> [Raw records]
____

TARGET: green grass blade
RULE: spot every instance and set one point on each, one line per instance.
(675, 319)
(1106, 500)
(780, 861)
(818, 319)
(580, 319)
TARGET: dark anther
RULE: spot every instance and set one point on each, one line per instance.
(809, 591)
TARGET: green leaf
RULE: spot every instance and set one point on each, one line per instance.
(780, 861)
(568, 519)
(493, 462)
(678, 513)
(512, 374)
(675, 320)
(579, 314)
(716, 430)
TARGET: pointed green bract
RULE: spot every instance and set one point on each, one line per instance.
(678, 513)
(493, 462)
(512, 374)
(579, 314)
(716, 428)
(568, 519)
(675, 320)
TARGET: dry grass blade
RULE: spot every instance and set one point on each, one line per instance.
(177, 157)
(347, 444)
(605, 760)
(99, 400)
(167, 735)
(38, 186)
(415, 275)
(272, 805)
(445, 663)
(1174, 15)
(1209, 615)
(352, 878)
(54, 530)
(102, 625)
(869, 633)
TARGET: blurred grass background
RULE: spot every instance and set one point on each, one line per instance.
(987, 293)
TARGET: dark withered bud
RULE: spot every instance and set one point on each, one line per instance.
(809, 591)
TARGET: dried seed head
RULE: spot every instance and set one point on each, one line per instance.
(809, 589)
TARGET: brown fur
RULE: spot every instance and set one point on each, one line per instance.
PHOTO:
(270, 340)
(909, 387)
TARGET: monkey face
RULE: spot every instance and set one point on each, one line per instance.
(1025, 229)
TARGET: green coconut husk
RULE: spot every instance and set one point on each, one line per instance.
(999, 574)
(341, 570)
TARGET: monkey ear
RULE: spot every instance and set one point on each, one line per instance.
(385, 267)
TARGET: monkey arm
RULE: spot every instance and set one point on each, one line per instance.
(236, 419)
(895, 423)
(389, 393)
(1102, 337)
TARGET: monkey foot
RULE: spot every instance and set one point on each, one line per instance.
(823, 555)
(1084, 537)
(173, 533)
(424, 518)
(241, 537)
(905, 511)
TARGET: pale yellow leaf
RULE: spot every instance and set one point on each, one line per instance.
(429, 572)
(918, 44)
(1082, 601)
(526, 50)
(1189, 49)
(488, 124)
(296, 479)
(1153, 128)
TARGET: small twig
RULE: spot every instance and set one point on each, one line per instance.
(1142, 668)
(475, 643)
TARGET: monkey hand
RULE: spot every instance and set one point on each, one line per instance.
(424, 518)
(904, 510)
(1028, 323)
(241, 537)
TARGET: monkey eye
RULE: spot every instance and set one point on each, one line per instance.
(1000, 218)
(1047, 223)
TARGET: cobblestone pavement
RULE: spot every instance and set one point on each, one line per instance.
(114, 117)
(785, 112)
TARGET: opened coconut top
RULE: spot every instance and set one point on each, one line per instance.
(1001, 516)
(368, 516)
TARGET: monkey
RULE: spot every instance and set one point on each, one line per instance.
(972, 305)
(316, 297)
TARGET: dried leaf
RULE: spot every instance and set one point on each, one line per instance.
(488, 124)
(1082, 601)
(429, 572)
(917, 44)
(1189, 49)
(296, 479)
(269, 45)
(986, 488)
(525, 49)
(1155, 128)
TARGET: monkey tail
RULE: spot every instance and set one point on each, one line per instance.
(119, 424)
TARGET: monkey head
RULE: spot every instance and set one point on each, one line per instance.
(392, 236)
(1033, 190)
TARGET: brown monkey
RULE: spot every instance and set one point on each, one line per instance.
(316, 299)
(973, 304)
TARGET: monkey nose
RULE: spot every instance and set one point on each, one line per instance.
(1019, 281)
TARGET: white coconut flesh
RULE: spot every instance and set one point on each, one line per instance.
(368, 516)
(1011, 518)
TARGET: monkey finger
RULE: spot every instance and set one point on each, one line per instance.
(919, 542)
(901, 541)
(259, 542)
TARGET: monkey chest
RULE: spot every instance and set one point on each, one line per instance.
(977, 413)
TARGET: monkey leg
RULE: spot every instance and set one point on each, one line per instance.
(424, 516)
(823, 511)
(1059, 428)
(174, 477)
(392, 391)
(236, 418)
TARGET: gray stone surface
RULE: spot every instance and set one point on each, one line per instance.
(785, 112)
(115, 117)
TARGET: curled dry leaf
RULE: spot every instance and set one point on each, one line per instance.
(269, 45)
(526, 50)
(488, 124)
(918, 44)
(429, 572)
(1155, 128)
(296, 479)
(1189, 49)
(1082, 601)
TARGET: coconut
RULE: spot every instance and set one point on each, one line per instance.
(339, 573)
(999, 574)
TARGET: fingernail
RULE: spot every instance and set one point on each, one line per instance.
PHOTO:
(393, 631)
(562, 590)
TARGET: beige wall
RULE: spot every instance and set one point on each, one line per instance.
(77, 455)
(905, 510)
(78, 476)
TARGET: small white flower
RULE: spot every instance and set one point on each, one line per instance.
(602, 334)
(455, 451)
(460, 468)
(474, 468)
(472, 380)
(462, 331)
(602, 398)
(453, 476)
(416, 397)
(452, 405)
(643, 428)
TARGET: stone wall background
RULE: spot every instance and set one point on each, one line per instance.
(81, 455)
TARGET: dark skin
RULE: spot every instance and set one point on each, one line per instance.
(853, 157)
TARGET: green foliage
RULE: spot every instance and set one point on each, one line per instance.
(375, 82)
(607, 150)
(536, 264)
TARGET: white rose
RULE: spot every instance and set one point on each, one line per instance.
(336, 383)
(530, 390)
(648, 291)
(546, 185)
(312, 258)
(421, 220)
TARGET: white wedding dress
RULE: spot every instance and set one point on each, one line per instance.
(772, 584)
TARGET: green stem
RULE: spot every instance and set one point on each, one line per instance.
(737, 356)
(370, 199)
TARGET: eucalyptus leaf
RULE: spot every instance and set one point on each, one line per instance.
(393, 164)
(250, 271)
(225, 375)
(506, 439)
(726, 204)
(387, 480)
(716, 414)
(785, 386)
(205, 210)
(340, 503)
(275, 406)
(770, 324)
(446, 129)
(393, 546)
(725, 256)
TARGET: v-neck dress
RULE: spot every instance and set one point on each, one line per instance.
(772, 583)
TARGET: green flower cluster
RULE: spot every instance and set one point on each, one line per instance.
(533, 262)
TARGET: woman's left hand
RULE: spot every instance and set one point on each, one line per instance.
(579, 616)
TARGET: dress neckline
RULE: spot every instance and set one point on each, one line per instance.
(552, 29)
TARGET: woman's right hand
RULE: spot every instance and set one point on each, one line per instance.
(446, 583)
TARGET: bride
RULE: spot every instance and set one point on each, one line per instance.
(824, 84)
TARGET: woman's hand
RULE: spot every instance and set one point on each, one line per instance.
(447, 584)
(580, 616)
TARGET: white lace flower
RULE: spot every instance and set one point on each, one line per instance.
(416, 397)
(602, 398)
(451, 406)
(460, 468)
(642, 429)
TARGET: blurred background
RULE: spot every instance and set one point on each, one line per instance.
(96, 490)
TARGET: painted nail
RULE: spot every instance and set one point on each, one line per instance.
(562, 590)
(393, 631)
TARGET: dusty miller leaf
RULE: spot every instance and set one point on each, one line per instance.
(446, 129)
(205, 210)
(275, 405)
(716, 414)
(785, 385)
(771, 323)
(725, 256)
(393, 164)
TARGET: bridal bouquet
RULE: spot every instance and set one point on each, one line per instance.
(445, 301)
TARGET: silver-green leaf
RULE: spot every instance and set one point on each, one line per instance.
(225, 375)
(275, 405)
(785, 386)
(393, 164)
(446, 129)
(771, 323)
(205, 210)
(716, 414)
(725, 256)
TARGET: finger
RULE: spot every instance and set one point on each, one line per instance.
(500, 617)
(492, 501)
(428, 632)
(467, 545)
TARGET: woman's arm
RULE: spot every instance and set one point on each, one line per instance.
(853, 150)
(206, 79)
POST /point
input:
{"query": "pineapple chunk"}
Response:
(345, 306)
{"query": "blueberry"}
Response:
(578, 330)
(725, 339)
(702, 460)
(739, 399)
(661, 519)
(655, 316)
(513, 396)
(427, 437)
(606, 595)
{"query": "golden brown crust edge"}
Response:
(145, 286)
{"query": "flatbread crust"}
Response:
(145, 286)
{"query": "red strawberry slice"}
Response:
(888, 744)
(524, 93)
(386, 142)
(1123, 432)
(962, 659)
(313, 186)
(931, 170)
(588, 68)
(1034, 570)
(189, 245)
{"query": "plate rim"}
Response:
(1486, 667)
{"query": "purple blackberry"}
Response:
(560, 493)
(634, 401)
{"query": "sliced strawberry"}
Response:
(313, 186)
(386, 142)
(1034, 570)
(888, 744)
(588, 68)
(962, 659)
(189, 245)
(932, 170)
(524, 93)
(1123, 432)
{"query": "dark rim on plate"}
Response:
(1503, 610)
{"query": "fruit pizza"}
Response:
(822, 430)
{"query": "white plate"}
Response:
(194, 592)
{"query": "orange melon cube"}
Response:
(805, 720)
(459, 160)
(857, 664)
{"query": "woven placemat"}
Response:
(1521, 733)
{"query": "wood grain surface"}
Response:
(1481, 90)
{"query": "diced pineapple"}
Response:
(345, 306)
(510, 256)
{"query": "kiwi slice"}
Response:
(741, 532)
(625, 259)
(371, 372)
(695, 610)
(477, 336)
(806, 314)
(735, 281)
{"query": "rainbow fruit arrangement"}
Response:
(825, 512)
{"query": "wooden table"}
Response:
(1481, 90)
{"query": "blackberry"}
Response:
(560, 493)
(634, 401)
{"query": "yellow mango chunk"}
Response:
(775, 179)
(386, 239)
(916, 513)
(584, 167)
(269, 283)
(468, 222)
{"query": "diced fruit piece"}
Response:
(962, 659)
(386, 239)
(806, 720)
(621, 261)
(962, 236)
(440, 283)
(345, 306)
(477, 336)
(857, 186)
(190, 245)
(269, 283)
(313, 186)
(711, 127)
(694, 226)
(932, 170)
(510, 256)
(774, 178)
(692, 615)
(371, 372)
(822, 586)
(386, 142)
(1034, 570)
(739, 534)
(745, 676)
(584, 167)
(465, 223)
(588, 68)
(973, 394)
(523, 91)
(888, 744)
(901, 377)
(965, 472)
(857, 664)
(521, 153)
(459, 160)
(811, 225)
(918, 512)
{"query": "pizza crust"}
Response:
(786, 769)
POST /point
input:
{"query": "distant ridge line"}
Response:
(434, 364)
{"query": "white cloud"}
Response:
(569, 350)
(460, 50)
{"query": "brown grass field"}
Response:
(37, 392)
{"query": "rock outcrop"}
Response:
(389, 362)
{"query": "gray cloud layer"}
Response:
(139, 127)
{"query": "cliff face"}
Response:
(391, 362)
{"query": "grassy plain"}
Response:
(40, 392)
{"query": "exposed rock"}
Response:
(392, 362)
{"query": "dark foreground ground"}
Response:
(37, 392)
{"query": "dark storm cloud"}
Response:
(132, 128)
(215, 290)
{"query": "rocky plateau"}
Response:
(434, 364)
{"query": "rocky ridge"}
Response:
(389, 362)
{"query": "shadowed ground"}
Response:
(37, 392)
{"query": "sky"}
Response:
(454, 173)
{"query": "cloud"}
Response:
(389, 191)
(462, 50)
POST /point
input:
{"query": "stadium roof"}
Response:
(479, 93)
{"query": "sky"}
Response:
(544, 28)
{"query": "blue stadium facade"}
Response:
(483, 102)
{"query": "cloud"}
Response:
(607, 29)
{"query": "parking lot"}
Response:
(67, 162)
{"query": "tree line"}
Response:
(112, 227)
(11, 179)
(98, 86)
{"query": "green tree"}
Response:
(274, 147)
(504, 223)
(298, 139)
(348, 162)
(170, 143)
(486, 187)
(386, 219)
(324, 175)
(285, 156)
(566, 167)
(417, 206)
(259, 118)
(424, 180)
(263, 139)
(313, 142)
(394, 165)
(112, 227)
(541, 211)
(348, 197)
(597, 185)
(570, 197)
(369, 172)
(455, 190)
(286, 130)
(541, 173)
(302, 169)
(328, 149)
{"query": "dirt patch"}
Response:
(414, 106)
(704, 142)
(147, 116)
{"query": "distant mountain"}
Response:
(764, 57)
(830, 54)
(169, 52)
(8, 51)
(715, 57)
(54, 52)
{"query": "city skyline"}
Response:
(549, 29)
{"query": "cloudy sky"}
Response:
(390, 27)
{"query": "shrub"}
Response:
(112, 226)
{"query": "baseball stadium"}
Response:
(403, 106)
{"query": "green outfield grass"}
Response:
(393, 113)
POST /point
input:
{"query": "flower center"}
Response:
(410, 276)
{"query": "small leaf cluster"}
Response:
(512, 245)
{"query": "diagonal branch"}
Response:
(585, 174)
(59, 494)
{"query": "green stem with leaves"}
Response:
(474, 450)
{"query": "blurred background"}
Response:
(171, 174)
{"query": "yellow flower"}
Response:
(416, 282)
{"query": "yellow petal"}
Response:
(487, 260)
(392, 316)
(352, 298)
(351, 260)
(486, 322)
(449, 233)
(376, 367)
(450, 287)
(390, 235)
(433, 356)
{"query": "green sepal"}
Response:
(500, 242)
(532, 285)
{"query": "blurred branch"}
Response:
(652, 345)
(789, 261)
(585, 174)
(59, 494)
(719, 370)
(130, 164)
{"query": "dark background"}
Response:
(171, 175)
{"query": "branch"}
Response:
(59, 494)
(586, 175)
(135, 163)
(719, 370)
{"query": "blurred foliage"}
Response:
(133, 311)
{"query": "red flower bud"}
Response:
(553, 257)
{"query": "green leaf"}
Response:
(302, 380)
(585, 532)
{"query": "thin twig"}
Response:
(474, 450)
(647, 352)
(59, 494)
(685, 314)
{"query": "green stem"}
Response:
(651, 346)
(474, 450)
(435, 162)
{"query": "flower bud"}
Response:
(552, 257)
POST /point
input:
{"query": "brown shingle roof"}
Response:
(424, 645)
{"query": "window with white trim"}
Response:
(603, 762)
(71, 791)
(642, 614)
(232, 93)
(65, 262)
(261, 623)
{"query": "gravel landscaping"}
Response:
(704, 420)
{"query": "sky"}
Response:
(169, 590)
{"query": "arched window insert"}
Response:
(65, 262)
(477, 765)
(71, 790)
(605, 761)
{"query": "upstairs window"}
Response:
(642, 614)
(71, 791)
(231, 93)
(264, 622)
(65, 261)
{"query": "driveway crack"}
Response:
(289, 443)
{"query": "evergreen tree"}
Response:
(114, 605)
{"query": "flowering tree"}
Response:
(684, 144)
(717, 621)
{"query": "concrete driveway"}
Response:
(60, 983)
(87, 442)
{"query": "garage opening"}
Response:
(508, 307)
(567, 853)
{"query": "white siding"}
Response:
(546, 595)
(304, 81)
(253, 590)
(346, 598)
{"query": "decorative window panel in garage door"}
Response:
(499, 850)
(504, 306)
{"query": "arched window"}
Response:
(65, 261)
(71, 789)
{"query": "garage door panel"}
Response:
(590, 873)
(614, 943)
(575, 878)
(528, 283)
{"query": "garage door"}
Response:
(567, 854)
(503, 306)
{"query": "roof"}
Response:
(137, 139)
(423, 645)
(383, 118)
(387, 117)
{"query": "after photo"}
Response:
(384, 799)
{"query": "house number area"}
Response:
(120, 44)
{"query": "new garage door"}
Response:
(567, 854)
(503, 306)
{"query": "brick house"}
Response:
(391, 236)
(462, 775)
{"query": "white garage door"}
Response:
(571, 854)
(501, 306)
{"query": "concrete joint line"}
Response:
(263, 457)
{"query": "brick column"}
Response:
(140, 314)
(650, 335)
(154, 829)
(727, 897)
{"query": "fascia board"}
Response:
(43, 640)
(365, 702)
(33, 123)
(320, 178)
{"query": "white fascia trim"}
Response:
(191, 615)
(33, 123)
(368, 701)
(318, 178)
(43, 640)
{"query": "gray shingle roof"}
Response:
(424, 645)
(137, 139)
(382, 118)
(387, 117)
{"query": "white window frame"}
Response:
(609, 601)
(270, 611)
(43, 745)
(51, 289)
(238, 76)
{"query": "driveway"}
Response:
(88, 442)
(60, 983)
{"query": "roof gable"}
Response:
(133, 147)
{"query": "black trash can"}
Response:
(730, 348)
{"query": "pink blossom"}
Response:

____

Copy from the data, word for word, the lines starting at the one that has "TARGET: monkey face" and ending after the one that has "(1102, 337)".

> [Correct response]
TARGET: monkey face
RULE: spot every instance and set one point on each, one line per instance.
(1025, 229)
TARGET: green coconut husk
RULE: spot every instance and set one point on each, one line per instance.
(999, 574)
(341, 570)
TARGET: monkey ear
RULE: spot every instance and set one point on each, one line per instance.
(385, 267)
TARGET: monkey arm
RULE: spot every instance and set one point on each, one line per instance.
(236, 419)
(895, 423)
(389, 393)
(1102, 337)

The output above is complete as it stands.